Begin Source data

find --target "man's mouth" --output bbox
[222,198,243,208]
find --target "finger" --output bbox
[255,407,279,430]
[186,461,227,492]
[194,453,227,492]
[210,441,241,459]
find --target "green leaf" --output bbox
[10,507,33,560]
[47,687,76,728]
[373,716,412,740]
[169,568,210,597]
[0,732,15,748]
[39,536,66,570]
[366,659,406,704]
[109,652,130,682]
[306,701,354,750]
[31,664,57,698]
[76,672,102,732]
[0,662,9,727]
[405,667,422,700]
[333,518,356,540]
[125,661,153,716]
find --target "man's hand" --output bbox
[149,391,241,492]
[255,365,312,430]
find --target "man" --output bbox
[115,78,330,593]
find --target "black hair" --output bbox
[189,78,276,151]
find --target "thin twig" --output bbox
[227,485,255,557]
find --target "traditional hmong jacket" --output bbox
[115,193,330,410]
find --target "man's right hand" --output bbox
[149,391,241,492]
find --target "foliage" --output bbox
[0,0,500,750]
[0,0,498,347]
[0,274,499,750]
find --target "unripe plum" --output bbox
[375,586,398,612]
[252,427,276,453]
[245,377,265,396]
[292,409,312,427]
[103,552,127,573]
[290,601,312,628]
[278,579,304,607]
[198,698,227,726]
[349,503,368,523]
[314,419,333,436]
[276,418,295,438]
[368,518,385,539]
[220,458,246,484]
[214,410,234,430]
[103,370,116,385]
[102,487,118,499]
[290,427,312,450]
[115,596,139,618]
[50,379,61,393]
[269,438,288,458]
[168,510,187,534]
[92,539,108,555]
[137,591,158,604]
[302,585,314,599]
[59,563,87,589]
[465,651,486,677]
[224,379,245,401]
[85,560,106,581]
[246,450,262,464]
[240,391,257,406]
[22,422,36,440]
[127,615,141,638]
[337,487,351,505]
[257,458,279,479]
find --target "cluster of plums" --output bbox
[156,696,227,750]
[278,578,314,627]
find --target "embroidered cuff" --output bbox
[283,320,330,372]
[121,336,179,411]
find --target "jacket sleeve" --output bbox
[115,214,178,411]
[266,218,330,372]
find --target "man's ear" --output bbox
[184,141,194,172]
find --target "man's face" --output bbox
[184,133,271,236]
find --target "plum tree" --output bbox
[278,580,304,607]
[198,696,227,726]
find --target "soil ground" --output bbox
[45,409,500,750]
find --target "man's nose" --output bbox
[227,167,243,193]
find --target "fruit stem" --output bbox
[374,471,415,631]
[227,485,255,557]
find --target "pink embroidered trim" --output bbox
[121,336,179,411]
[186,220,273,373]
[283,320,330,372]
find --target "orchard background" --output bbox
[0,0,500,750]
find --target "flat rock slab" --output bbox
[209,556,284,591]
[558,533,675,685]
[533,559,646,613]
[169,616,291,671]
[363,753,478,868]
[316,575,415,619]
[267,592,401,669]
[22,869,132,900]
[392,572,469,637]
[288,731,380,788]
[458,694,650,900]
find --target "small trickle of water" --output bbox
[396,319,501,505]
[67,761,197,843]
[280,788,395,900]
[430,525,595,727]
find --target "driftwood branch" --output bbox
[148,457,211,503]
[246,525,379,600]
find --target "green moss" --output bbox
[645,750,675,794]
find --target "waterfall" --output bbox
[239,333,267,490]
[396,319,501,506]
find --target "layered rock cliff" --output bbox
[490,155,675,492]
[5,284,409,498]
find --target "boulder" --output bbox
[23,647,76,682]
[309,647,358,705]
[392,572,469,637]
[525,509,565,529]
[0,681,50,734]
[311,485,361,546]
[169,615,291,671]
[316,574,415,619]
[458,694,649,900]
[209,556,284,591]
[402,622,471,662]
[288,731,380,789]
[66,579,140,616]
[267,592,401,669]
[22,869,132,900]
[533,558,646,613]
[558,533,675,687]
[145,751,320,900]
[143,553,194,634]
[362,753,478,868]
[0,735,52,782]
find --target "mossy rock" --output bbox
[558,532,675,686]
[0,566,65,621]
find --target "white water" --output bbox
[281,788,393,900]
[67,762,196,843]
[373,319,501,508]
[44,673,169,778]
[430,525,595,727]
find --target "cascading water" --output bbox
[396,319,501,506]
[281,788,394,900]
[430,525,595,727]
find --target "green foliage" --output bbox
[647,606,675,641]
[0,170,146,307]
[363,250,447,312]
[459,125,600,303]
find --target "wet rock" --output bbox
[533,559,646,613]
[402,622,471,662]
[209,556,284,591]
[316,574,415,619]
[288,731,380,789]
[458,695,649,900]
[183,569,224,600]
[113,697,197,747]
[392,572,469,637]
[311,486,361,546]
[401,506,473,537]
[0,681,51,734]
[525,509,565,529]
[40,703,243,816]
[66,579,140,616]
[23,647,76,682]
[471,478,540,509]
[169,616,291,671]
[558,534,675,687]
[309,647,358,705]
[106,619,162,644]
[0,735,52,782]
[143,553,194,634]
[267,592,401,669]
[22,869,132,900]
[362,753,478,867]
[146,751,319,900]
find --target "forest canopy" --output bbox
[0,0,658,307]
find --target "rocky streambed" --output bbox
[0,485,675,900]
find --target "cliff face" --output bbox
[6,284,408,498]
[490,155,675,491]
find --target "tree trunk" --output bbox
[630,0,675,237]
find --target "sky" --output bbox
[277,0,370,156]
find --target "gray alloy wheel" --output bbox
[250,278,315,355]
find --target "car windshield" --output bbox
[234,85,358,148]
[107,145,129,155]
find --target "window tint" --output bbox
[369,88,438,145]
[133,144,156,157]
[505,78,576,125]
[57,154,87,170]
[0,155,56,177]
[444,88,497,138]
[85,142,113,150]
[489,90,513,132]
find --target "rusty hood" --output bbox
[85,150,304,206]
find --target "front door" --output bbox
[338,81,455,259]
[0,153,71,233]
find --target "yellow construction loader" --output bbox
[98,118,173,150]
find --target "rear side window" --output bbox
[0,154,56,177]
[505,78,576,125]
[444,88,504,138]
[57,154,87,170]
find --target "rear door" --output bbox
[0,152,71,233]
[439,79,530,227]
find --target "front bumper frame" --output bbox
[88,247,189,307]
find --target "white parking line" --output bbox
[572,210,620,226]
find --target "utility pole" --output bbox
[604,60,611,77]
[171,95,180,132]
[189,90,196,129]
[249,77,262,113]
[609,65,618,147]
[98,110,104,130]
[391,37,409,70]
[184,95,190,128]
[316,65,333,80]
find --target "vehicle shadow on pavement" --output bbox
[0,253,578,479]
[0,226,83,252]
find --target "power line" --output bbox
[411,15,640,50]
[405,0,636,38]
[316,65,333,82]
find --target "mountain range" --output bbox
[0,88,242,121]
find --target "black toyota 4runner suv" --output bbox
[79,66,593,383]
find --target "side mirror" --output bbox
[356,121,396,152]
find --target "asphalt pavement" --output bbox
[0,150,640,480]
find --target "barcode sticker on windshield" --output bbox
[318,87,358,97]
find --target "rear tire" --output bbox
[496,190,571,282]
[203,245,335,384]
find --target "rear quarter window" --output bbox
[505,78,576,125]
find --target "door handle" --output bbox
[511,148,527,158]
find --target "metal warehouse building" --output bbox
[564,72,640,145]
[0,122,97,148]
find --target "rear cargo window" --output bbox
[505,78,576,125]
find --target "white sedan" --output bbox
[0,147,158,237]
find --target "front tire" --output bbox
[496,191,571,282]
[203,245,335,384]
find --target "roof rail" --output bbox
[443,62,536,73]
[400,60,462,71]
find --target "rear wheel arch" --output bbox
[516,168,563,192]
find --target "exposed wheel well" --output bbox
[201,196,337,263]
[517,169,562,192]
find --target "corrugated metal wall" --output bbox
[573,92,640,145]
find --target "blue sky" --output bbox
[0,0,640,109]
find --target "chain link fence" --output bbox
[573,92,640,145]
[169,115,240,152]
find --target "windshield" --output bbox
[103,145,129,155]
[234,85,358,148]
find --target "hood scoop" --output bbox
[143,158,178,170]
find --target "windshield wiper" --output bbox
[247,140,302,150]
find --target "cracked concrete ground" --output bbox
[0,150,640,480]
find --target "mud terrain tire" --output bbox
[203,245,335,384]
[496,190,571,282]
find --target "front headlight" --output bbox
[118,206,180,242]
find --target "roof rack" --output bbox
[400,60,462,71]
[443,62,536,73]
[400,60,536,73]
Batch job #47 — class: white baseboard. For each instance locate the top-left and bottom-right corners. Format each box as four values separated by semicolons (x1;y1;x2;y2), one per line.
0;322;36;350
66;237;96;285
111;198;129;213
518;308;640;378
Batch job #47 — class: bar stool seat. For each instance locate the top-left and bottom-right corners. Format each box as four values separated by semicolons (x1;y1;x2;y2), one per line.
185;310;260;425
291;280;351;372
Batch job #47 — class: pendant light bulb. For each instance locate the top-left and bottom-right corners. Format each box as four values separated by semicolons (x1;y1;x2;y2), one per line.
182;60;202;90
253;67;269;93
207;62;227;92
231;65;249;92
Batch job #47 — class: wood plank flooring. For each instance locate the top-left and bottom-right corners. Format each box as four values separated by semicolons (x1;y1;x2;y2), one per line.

End Source data

* [Exercise objective]: Give the lines from the first one through the one containing "[0,274,499,750]", both included, as a JSON list of strings with one string per line and blank lines left out.

* [Solution for this problem]:
[
  "find --target \"man's mouth\" --output bbox",
  "[222,198,243,208]",
  "find --target \"finger\" --output bbox",
  "[255,407,279,430]",
  "[186,461,227,492]",
  "[194,453,227,492]",
  "[210,441,241,459]",
  "find --target \"green leaf\" --output bbox",
  "[10,507,33,560]",
  "[47,687,76,728]",
  "[373,716,412,740]",
  "[169,568,210,597]",
  "[0,732,15,748]",
  "[39,536,66,570]",
  "[366,659,406,704]",
  "[109,652,130,682]",
  "[306,701,354,750]",
  "[31,664,57,698]",
  "[76,672,102,732]",
  "[0,662,9,727]",
  "[405,667,422,700]",
  "[333,518,356,540]",
  "[125,661,153,716]",
  "find --target \"man's hand\" --output bbox",
  "[149,391,241,492]",
  "[255,365,312,430]",
  "find --target \"man\" --output bbox",
  "[115,78,330,593]",
  "find --target \"black hair\" --output bbox",
  "[189,78,276,151]",
  "find --target \"thin twig\" --output bbox",
  "[227,485,255,557]",
  "find --target \"traditional hmong jacket\" --output bbox",
  "[115,193,330,410]",
  "find --target \"man's right hand\" --output bbox",
  "[149,391,241,492]",
  "find --target \"foliage\" --output bbox",
  "[0,0,500,750]",
  "[0,0,498,347]",
  "[0,274,499,750]"
]